In setting the stage for their study, Bao et al. (2014) write that "in a modeling system changes in vegetation biomass and coverage affect the simulated climate in future climate projections through biophysical and biogeochemical effects," while noting that "in the Earth system models (ESMs) as part of the Coupled Model Intercomparison Project Phase 5 (CMIP5), a dynamic global vegetation model (DGVM) is often included, which calculates interactive vegetation variation (biomass and coverage) due to climate change simulated by the atmospheric model component," citing the work of Collins et al. (2011) and Watanabe et al. (2011). But they further note in this regard that "since DGVMs are driven by atmospheric models, and simulated biases inevitably exist in these atmospheric components, the subsequent simulations of vegetation dynamics are also far from perfect," which fact they then proceed to demonstrate for us.

As described in their paper's abstract, the 12 Chinese researchers assessed the abilities of a dozen ESMs from the CMIP5 program "to reproduce satellite-derived vegetation biological variables over the Tibetan Plateau (TP)." And in doing so, they discovered a number of ways in which the models failed to produce that which they had hoped to have them do.

Very briefly, Bao et al. found that "most of the models tend to [1] overestimate the observed leaf area index (LAI) and [2] vegetation carbon above ground, with the possible reasons being [3] overestimation of photosynthesis and [4] precipitation." In addition, they say that the models (5) "fail to reproduce the downward trend around the headstream of the Yellow River shown in the observations due to their [6] coarse resolutions," while also noting that the model ensemble (7) "overestimated land coverage" and (8) "underestimated tree fraction."

And so it was that the models experienced what Bao et al. describe as "bad performance in reproducing the mean values of observed [9] leaf area index and [10] net primary production," which results seem to be about par for the course of new climate model developments nowadays.

Collins, W., Bellouin, N., Doutriaux-Boucher, M., Gedney, N., Halloran, P., Hinton, T., Hughes, J., Jones, C.D., Joshi, M., Liddicoat, S., Martin, G., O'Connor, F., Rae, J., Senior, C., Sitch, S., Totterdell, I., Wiltshire, A. and Woodward, S. 2011. Development and evaluation of an earth-system model - HadGEM2. Geoscientific Model Development Discussions 4: 997-1062.

Watanabe, S., Hajima, T., Sudo, K., Nagashima, T., Takemura, T., Okajima, H., Nozawa, T., Kawase, H., Abe, M., Yokohata, T., Ise, T., Sato, H., Kato1, E., Takata, K., Emori1, S. and Kawamiya, M. 2011. MIROC-ESM: Model description and basic results of CMIP5-20c3m experiments. Geoscientific Model Development Discussions 4: 1063-1128.

=====

What to work on:
a – Translate this sentence from the text about vegetation in climate models into Spanish: "And in doing so, they discovered a number of ways in which the models failed to produce that which they had hoped to have them do."
b – List every abbreviation that the text about vegetation in climate models spells out, each with the full term it gives.
c – Print the stretch of the text about vegetation in climate models from "Very briefly, Bao" through "model developments nowadays.".

[Stored items]
=====

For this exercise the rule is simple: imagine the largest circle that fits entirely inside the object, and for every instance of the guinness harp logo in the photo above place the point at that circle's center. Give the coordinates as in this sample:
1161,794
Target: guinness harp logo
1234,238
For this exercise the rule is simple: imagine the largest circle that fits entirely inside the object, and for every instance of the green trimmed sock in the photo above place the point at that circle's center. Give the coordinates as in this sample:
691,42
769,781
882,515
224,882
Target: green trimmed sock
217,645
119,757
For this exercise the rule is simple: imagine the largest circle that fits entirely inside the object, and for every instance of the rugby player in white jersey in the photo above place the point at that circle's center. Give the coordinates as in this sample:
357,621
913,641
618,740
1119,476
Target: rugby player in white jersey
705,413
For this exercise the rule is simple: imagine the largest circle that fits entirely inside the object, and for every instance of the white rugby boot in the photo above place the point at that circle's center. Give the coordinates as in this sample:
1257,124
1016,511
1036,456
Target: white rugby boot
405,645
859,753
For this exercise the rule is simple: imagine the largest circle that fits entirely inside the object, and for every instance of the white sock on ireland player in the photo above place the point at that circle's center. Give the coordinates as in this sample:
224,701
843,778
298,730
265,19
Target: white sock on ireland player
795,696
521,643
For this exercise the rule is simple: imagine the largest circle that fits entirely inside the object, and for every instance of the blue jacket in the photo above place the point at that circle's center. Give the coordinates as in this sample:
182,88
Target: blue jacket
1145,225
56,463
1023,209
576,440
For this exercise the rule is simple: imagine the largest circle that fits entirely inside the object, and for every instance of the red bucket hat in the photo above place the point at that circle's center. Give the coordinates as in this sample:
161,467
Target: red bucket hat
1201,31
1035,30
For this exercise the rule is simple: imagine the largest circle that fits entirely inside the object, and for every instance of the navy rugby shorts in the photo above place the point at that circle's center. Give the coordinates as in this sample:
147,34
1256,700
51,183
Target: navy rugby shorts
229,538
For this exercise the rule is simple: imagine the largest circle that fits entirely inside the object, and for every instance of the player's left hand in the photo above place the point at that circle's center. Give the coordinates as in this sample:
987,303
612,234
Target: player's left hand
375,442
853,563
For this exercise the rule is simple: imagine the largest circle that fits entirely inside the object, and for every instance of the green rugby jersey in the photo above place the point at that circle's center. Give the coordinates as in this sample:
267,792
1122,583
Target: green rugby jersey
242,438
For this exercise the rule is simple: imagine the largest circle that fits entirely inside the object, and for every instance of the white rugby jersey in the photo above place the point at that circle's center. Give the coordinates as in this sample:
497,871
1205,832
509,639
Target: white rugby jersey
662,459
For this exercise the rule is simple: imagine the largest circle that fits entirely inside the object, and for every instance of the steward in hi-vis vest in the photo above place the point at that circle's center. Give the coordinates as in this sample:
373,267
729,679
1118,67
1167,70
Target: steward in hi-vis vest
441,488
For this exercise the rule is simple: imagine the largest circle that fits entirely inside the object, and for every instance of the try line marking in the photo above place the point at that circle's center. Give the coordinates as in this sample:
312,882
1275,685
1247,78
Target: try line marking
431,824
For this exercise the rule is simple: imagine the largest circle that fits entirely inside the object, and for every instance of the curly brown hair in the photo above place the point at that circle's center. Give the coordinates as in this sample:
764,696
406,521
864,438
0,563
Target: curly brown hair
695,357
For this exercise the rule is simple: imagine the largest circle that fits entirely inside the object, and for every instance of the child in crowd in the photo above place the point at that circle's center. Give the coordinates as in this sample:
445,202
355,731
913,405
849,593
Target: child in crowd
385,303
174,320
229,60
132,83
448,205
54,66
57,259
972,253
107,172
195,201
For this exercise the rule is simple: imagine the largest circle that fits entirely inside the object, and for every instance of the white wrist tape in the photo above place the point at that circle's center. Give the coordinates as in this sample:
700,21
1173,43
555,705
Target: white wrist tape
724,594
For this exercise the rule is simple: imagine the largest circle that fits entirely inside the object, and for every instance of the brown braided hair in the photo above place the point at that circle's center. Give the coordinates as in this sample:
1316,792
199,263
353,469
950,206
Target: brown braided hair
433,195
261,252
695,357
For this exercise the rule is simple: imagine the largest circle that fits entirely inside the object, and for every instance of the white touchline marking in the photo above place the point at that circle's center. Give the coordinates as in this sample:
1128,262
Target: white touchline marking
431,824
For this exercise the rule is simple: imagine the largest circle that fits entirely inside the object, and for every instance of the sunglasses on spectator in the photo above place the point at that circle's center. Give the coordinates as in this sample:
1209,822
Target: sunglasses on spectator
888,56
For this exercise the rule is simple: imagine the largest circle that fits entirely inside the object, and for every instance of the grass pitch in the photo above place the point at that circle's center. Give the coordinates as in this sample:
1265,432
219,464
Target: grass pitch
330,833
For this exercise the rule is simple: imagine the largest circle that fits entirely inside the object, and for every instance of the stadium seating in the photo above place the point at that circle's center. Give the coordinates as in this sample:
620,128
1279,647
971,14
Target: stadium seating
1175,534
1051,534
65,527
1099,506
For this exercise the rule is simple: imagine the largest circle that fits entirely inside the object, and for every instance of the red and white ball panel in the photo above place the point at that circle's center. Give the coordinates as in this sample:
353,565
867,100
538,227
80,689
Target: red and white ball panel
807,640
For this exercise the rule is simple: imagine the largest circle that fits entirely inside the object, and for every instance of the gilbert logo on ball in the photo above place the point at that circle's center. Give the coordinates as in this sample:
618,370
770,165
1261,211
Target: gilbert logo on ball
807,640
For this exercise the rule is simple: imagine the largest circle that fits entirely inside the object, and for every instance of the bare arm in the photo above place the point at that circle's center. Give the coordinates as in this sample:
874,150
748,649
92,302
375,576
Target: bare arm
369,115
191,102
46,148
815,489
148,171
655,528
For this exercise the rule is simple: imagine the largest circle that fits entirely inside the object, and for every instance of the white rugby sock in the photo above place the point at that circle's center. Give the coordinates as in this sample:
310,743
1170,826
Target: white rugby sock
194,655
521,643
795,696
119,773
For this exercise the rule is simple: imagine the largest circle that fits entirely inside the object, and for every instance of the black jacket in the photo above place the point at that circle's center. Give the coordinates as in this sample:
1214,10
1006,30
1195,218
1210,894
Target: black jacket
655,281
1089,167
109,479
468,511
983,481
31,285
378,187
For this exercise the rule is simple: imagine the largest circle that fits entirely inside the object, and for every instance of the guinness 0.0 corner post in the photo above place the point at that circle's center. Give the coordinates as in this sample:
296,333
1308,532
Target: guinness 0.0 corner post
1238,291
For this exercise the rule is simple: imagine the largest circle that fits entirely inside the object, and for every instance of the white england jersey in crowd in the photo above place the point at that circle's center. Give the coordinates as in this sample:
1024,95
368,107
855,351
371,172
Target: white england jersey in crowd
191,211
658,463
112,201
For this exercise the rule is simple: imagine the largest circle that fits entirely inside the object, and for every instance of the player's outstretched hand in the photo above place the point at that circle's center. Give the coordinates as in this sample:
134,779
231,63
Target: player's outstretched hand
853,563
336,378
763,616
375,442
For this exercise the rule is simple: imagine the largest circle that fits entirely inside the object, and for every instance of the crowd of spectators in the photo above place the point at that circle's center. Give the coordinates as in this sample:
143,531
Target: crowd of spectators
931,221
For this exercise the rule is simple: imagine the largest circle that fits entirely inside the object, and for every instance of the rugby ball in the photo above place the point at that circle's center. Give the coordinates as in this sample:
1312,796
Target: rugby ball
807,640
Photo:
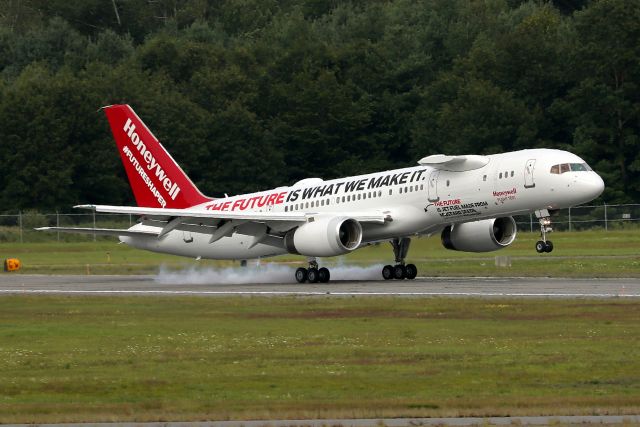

=====

Responses per task:
a – Y al hacerlo, descubrieron varias maneras en que los modelos no lograron producir lo que habían esperado que hicieran.

b –
- ESMs: Earth system models
- CMIP5: Coupled Model Intercomparison Project Phase 5
- DGVM: dynamic global vegetation model
- TP: Tibetan Plateau
- LAI: leaf area index

c –
Very briefly, Bao et al. found that "most of the models tend to [1] overestimate the observed leaf area index (LAI) and [2] vegetation carbon above ground, with the possible reasons being [3] overestimation of photosynthesis and [4] precipitation." In addition, they say that the models (5) "fail to reproduce the downward trend around the headstream of the Yellow River shown in the observations due to their [6] coarse resolutions," while also noting that the model ensemble (7) "overestimated land coverage" and (8) "underestimated tree fraction."

And so it was that the models experienced what Bao et al. describe as "bad performance in reproducing the mean values of observed [9] leaf area index and [10] net primary production," which results seem to be about par for the course of new climate model developments nowadays.